• _What you need to do_: Reproduce the records word for word, starting with the line that contains "the white trailer" and going on through the end of the records. Leave the pictures out of your answer.

[Recorded data]
▼

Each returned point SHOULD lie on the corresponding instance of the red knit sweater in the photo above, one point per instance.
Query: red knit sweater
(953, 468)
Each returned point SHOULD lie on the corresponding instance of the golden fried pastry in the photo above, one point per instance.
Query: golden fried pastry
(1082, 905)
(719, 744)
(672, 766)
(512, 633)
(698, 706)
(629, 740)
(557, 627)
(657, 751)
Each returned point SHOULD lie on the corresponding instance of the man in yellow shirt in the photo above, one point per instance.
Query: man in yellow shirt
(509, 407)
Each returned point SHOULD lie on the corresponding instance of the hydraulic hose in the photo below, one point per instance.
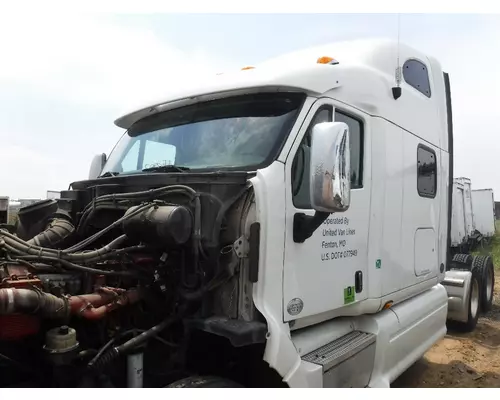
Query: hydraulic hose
(89, 306)
(27, 301)
(58, 230)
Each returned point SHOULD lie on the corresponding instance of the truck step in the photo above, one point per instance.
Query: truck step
(341, 349)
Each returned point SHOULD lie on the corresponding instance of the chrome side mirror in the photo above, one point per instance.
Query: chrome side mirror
(330, 183)
(97, 165)
(330, 180)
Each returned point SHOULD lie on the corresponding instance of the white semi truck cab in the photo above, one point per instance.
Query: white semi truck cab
(308, 229)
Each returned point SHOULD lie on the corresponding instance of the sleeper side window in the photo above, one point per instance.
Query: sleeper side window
(426, 172)
(300, 166)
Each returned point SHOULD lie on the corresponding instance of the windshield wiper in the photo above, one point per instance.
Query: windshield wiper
(166, 168)
(108, 174)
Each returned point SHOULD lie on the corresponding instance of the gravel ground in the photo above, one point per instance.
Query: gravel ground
(462, 360)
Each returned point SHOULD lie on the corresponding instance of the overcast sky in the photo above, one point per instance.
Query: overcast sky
(63, 81)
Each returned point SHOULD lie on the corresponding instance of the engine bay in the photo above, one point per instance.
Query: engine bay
(109, 285)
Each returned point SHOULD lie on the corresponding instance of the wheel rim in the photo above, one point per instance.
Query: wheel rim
(489, 284)
(474, 299)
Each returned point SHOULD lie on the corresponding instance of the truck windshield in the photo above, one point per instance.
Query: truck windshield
(235, 133)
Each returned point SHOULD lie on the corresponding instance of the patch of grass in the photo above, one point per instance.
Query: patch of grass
(492, 248)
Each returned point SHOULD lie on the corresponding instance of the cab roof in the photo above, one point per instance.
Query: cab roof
(360, 73)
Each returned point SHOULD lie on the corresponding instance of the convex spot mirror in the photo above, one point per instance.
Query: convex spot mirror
(330, 183)
(97, 165)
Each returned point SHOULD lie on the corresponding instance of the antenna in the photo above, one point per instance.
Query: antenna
(396, 91)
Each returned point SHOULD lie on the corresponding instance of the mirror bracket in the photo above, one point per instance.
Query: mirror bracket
(305, 225)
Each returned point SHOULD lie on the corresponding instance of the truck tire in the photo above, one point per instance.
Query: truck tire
(484, 265)
(204, 382)
(473, 305)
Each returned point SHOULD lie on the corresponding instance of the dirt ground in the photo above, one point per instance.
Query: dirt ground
(462, 360)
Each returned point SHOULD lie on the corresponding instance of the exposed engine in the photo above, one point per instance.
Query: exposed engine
(108, 285)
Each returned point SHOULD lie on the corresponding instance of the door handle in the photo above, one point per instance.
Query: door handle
(358, 281)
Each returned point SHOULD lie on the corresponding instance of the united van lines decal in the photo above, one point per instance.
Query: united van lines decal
(336, 234)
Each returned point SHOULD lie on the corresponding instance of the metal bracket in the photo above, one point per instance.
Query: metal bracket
(241, 247)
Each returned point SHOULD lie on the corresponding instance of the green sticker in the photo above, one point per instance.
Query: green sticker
(349, 295)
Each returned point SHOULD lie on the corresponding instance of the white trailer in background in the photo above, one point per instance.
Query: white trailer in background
(483, 206)
(53, 194)
(458, 226)
(464, 235)
(467, 201)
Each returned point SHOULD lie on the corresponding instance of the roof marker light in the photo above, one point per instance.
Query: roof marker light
(327, 60)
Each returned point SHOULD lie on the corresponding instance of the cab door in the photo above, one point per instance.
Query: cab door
(329, 270)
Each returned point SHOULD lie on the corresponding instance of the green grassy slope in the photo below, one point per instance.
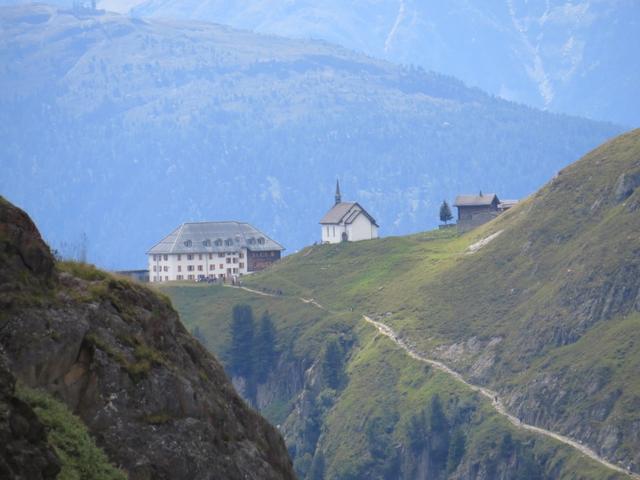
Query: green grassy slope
(365, 423)
(556, 290)
(79, 456)
(546, 313)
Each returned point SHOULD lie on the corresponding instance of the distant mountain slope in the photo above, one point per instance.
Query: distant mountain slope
(122, 129)
(541, 305)
(118, 356)
(547, 313)
(574, 57)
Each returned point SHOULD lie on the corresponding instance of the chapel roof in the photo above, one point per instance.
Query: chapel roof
(481, 200)
(205, 237)
(345, 212)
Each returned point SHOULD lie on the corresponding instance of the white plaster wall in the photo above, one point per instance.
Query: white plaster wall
(362, 229)
(167, 269)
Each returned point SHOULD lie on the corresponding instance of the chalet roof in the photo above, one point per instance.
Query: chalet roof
(482, 200)
(206, 237)
(345, 212)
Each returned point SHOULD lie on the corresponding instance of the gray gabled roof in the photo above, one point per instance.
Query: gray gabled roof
(483, 200)
(206, 237)
(345, 212)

▲

• _Output for this task_:
Each returned point SHOULD lie on the corresponding instance of the white trailer in background in the photo above, one point per instance.
Query: white trailer in background
(483, 206)
(53, 194)
(458, 226)
(464, 235)
(467, 201)
Each returned point SHOULD lie on the corresponding instance of the roof marker light in the photo above, one point per instance.
Query: roof marker light
(327, 60)
Each returned point SHOULD lie on the corresponding instance of the cab door in the photo above, one point per instance.
Query: cab door
(329, 270)
Each returned point SHOULD lie on the corresponding instance of the green grassy slope in the photo below, one point per instance.
Query: green grassy slope
(365, 423)
(556, 290)
(79, 456)
(546, 313)
Each returned point SHOULD lie on the corresponding instance of the distant mountain slope in the photo above, one point per instance.
Query: distant mountain slope
(122, 129)
(541, 305)
(118, 356)
(547, 313)
(574, 57)
Each returned point SHOULD lie on the corresponding instance of the chapel roof in the photo above, one point per instance.
Query: chapel roof
(481, 200)
(205, 237)
(345, 212)
Each returned point SHOULD lie on the corresponding instance of the white plaster wall in the photo above, one point per instance.
Query: white plaster wall
(362, 229)
(167, 269)
Each returned point SHOULD lie on the corresponding instance of the chalet roof in the photo above, one point per instance.
Query: chalet roof
(482, 200)
(206, 237)
(345, 212)
Each returned point SHOULD lie on the corresponding instance of the gray gabled roof in the photo above, one point per instance.
Query: gray gabled roof
(483, 200)
(206, 237)
(345, 212)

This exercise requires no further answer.